* **REQUIREMENT**:
Leave out the pictures and print the records below exactly.

* **RECORDS SHOWN**:
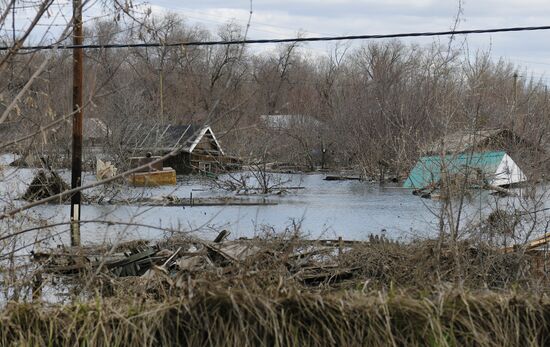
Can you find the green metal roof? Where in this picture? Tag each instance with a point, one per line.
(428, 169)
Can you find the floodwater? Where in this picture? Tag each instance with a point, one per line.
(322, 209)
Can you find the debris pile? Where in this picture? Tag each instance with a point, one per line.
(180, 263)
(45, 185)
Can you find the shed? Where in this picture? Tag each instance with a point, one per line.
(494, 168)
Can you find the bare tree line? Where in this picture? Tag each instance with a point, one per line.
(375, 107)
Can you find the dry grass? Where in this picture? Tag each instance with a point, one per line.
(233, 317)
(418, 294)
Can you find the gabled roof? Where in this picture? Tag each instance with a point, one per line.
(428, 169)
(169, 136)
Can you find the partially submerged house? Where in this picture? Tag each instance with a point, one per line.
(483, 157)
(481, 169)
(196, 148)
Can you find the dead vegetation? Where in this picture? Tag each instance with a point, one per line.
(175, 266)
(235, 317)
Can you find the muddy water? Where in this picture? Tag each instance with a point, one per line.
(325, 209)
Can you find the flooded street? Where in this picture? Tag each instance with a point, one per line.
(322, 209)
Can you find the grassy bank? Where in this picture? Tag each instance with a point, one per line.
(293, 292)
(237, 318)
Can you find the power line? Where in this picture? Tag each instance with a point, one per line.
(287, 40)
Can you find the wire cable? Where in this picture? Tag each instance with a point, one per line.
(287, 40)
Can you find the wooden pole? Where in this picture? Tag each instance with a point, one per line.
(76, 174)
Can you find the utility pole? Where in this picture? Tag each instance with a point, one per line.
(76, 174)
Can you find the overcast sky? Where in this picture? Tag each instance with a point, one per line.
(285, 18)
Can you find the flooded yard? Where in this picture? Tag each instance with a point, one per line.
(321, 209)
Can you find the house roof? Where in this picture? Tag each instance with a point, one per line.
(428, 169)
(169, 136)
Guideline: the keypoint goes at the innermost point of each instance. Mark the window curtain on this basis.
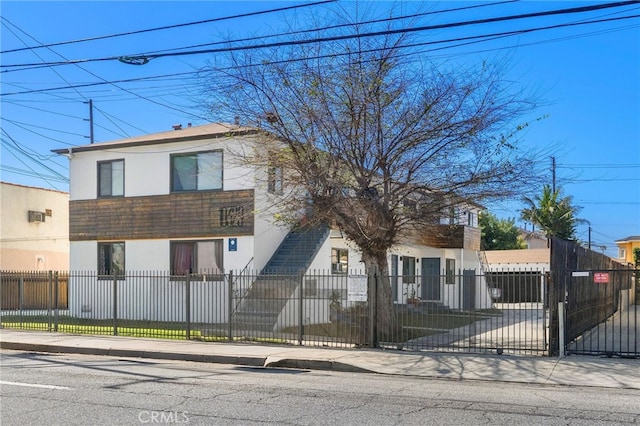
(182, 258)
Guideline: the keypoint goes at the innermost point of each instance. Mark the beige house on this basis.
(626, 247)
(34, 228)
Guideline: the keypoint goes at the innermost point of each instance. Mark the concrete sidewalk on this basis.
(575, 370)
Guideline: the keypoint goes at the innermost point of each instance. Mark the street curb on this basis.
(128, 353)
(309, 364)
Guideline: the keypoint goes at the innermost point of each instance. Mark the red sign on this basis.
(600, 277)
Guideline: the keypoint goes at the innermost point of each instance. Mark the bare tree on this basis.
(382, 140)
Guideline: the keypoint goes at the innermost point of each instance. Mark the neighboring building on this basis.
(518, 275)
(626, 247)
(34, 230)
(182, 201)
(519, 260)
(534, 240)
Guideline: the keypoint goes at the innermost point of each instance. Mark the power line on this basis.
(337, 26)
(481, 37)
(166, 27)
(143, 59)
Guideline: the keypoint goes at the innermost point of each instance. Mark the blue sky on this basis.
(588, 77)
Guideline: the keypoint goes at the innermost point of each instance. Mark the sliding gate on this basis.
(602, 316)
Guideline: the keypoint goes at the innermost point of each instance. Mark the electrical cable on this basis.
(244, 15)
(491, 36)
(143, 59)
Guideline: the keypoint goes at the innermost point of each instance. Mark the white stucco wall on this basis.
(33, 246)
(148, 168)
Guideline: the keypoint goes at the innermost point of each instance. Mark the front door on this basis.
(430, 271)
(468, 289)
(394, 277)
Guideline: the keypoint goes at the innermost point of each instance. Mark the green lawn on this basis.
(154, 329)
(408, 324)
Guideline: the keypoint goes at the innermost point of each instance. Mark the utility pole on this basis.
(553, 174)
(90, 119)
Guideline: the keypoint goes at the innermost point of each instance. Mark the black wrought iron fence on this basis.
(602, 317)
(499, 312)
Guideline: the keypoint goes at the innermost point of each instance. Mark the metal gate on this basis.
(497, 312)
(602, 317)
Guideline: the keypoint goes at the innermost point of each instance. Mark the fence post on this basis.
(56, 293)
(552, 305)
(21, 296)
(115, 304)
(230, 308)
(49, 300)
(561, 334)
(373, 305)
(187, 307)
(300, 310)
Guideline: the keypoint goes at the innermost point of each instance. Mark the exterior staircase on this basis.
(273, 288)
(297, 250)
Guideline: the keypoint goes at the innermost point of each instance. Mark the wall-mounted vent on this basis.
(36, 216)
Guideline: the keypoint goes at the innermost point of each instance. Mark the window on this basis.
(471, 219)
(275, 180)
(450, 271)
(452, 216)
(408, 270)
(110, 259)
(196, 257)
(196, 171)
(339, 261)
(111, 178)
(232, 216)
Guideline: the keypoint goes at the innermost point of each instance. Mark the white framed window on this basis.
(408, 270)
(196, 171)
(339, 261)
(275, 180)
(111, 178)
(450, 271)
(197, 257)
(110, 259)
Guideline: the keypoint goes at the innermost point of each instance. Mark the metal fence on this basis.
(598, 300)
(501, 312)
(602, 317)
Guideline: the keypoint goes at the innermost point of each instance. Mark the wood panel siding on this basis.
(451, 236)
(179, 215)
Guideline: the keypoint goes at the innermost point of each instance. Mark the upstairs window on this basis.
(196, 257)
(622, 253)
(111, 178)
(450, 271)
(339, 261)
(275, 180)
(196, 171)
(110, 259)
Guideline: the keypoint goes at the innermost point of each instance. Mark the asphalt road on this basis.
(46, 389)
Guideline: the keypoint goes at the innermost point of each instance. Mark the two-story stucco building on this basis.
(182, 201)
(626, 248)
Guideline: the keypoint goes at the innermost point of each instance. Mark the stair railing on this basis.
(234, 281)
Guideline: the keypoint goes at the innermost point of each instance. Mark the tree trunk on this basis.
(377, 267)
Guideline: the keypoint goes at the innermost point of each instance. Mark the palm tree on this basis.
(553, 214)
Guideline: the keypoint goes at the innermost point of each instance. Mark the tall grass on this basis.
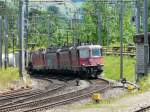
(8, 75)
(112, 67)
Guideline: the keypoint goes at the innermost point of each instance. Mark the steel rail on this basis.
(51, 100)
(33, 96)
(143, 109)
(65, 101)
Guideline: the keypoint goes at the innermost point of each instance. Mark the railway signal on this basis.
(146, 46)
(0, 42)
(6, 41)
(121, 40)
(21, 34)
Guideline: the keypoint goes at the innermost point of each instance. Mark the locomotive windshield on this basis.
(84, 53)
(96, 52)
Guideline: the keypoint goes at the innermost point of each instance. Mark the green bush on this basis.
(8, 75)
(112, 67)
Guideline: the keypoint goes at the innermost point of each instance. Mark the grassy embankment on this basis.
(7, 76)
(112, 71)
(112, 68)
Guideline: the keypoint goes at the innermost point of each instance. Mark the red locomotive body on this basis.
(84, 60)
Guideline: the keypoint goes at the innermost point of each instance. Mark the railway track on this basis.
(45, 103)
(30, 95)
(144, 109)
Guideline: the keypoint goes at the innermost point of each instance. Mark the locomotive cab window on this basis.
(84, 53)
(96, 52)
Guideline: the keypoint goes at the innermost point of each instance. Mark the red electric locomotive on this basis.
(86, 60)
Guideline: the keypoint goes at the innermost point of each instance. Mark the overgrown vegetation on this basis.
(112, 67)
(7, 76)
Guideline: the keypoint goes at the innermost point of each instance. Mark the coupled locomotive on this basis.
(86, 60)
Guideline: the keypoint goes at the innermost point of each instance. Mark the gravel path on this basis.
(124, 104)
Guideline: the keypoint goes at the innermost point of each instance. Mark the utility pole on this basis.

* **EXERCISE OUTPUT**:
Can you find the green metal roof? Where in this picture? Tag each instance with a point, one per line.
(428, 169)
Can you find the floodwater? Where in this picture? Tag each instance with a point, one per line.
(322, 209)
Can you find the debris pile? Where in this picture? Tag each instance with a point, one per line.
(180, 263)
(45, 185)
Can you find the shed? Where in this picture? Tag each instance with a point, one per line.
(494, 168)
Can you find the bare tree line? Where in this picture? Tag each instance with a point, one per line.
(375, 107)
Can you find the dry grass? Where in this picture? Tag each instance with a point, one per line.
(233, 317)
(418, 294)
Can you find the gabled roof? Where in this picture? Tag each instance with a point, one per line.
(428, 169)
(169, 136)
Can you find the partially submerged house? Where in this picture? Tag each instance with a point, one per line.
(483, 157)
(481, 169)
(196, 148)
Can you find the dead vegetation? Where in this picture? Tag each instance with a point, one per line.
(175, 266)
(235, 317)
Can you find the muddy water? Where in this picture? Tag each instance with a point, one per line.
(325, 209)
Can you find the flooded street? Where in this picture? Tag each instance with a point, one per line.
(322, 209)
Can you find the grassy bank? Where in this picture? Tag each instance with a point, one per line.
(293, 292)
(237, 318)
Can you find the power line? Where in this picture? Tag each instance with a point, one per line.
(287, 40)
Can you find the wire cable? Where in this picture? Tag each instance with a point, one per line.
(287, 40)
Can you find the wooden pole? Where in this picture? Tag each instance with a point, one per line.
(76, 174)
Can you find the utility pole? Where in this picture? Tag each instance with a point, one per line.
(76, 174)
Can you find the overcast sky? Where in this picture? Tag each instance with a point, one per line.
(285, 18)
Can you find the flooded yard? Where in this picture? Tag each instance with a point, one per line.
(321, 209)
Can you find the house roof? Where in this picture? Tag each instance with a point, one per line.
(428, 169)
(169, 136)
Guideline: the keypoint goes at the innermost point of each instance. Mark the window curtain on this basis.
(182, 258)
Guideline: the keypoint goes at the innermost point of each instance. Mark the beige house on this basis.
(626, 247)
(34, 228)
Guideline: the keypoint goes at the innermost point of each instance. Mark the concrete sidewalk on this basis.
(575, 370)
Guideline: the keypoint goes at the innermost point of each instance. Mark the street curb on this basis.
(128, 353)
(309, 364)
Guideline: the keypoint goes at the innermost point of each instance. Mark the red sign on this basis.
(600, 277)
Guideline: the keypoint goes at the innermost point of each instance. Mark the bare tree on this basis.
(382, 140)
Guideline: the keypoint goes at the innermost point of each instance. Mark the neighboring building on this basis.
(518, 275)
(626, 247)
(34, 230)
(182, 201)
(519, 260)
(534, 240)
Guideline: the keypoint goes at the innermost point of each instance. Mark the power line on this basis.
(337, 26)
(481, 37)
(166, 27)
(143, 59)
Guideline: the keypoint goes at the innermost point of each instance. Mark the blue sky on this basis.
(588, 77)
Guideline: the keypoint goes at the innermost point of each instance. Mark the sliding gate on this basis.
(602, 316)
Guideline: the keypoint goes at the innermost point of each instance. Mark the electrical cable on this basis.
(244, 15)
(491, 36)
(143, 59)
Guideline: the keypoint goes at the innermost point of each instance. Mark the white stucco wall on this basis.
(33, 246)
(148, 168)
Guideline: the keypoint goes at the innermost point of each instance. Mark the front door on this basis.
(430, 271)
(468, 289)
(394, 277)
Guideline: the keypoint goes at the innermost point of each instance. Mark the green lawn on this basis.
(154, 329)
(408, 324)
Guideline: the keypoint goes at the innermost point of each instance. Mark the utility pole on this basis.
(553, 174)
(90, 119)
Guideline: the keypoint goes at the innermost point of each instance. Mark the black wrought iron fence on this basis.
(602, 317)
(499, 312)
Guideline: the keypoint goes at the innermost point of each instance. Mark the metal gate on this basis.
(497, 312)
(602, 317)
Guideline: the keypoint goes at the innermost point of each instance. Mark the fence post on this basis.
(56, 293)
(552, 305)
(21, 296)
(115, 304)
(230, 308)
(49, 300)
(561, 334)
(373, 305)
(187, 307)
(300, 310)
Guideline: the keypoint goes at the innermost point of each instance. Mark the exterior staircase on this basis.
(273, 288)
(297, 250)
Guideline: the keypoint goes at the innermost point of each instance. Mark the wall-mounted vent on this basis.
(36, 216)
Guideline: the keypoint goes at the innermost point of each instance. Mark the window on this basis.
(471, 219)
(275, 180)
(450, 271)
(452, 216)
(408, 270)
(110, 259)
(196, 257)
(196, 171)
(339, 261)
(111, 178)
(232, 216)
Guideline: the keypoint goes at the innermost point of each instance. Mark the white framed window on this basis.
(408, 270)
(196, 171)
(339, 261)
(275, 180)
(111, 178)
(450, 271)
(197, 257)
(110, 259)
Guideline: the keypoint goes at the innermost point of each instance. Mark the metal fence on this basis.
(598, 300)
(501, 312)
(602, 317)
Guideline: the keypoint goes at the innermost point of each instance. Mark the wood panel siding on this basis.
(451, 236)
(179, 215)
Guideline: the keypoint goes at the innermost point of each instance. Mark the upstairs window on this basis.
(196, 257)
(622, 253)
(111, 178)
(450, 271)
(339, 261)
(275, 180)
(196, 171)
(110, 259)
Guideline: the keypoint goes at the innermost point of each instance. Mark the asphalt road on this basis.
(46, 389)
Guideline: the keypoint goes at the innermost point of each instance. Mark the two-story stucco building on this basis.
(182, 201)
(626, 248)
Guideline: the keypoint goes at the innermost point of each instance. Mark the stair railing on this basis.
(234, 281)
Guideline: the keypoint goes at the innermost point of each instance. Mark the tree trunk on this basis.
(377, 267)
Guideline: the keypoint goes at the innermost point of each instance. Mark the palm tree on this basis.
(553, 214)
Guideline: the keypoint goes at the innermost point of each instance. Mark the tall grass on this basis.
(8, 75)
(112, 67)
Guideline: the keypoint goes at the innermost point of each instance. Mark the steel rail on this basis.
(51, 100)
(33, 96)
(143, 109)
(65, 101)
Guideline: the keypoint goes at the innermost point of each instance. Mark the railway signal on this basis.
(146, 46)
(0, 42)
(6, 41)
(121, 40)
(21, 34)
Guideline: the keypoint goes at the innermost point of each instance. Mark the locomotive windshield on this basis.
(84, 53)
(96, 52)
Guideline: the keypoint goes at the innermost point of each instance. Mark the green bush on this basis.
(8, 75)
(112, 67)
Guideline: the keypoint goes at the innermost point of each instance. Mark the grassy embankment on this basis.
(7, 76)
(112, 71)
(112, 68)
Guideline: the keypoint goes at the innermost point of each instance. Mark the red locomotive body on this basis.
(84, 60)
Guideline: the keypoint goes at the innermost point of each instance. Mark the railway track on this basis.
(45, 103)
(30, 95)
(144, 109)
Guideline: the keypoint goes at the innermost point of each instance. Mark the locomotive cab window on this basis.
(84, 53)
(96, 52)
Guideline: the keypoint goes at the innermost point of each instance. Mark the red electric locomotive on this basis.
(86, 60)
Guideline: the keypoint goes at the innermost point of each instance. Mark the overgrown vegetation on this basis.
(112, 67)
(7, 76)
Guideline: the keypoint goes at the innermost point of each instance. Mark the coupled locomotive on this basis.
(86, 60)
Guideline: the keypoint goes at the innermost point of each instance. Mark the gravel path on this basis.
(124, 104)
Guideline: the keypoint goes at the innermost point of each instance. Mark the utility pole on this basis.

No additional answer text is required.